• _Source text_
________________________
It's not really fair to compare async/await systems with Go and Java.
Go and Java with lightweight threads provide a full-blown system, without any limitations. You don't have to "color" your code into async and blocking functions, everything "just works". Go can even interrupt tight inner loops with async pre-emption.
The downside is that Go needs around 2k of stack minimum for each goroutine. Java is similar, but has a lower per-thread constant.
The upside is that Go can be _much_ faster due to these contiguous stacks. With async/await each yield point is basically isomorphic to a segmented stack segment. I did a quick benchmark to show this: https://blog.alex.net/benchmarking-go-and-c-async-await
On the contrary I think it is critical to compare them. You can then decide if the tradeoff is worth it for your use case.
Even at a million tasks Go is still under 3 GiB of memory. So that is roughly 3KiB of memory overhead per task. That is likely negligible if your tasks are doing anything significant and most people don't need to worry about this number of tasks.
So this comparison shows that in many cases it is worth paying that price to avoid function colouring. But of course there are still some use cases where the price isn't worth it.
One thing I wanted to add is that in golang, you end up passing context.Context to all asynchronous functions to handle cancellations and timeouts, so you “color” them regardless. Java folks with structured concurrency have the right idea here.
________________________
• _Requirements_
A. According to the thread comparing Go with async/await, roughly how much stack does Go need at minimum for each goroutine?
B. Reproduce the stretch of the thread comparing Go with async/await from "So this comparison" through "right idea here.".
The material after this point comes from a different source.

• _Dataset excerpt_
________________________
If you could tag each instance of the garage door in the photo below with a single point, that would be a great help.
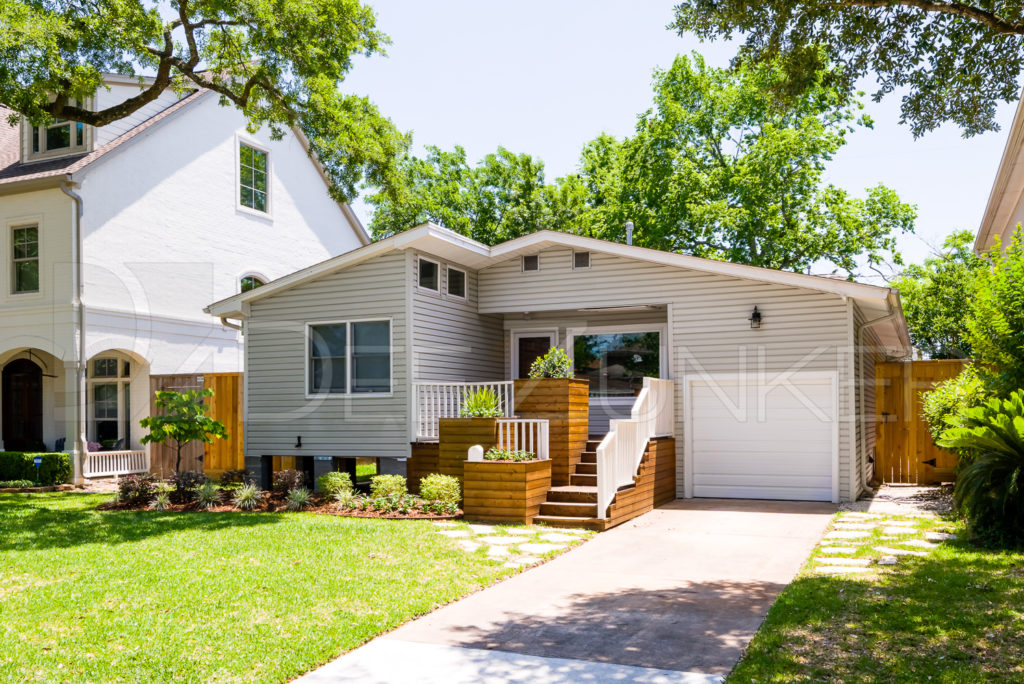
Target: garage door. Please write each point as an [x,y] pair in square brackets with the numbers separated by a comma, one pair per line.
[763,441]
________________________
• _Final results_
A. Around 2k of stack.

B.
So this comparison shows that in many cases it is worth paying that price to avoid function colouring. But of course there are still some use cases where the price isn't worth it.
One thing I wanted to add is that in golang, you end up passing context.Context to all asynchronous functions to handle cancellations and timeouts, so you “color” them regardless. Java folks with structured concurrency have the right idea here.